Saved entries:
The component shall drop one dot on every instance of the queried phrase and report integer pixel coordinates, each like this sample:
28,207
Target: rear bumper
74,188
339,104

### WORK REQUIRED
Each entry above is to be returned exactly as given.

### RESPONSE AREA
The component shall drop one dot on every instance of the queried phrase and report integer pixel coordinates, each like this sample:
28,207
Target: rear bumper
74,188
339,104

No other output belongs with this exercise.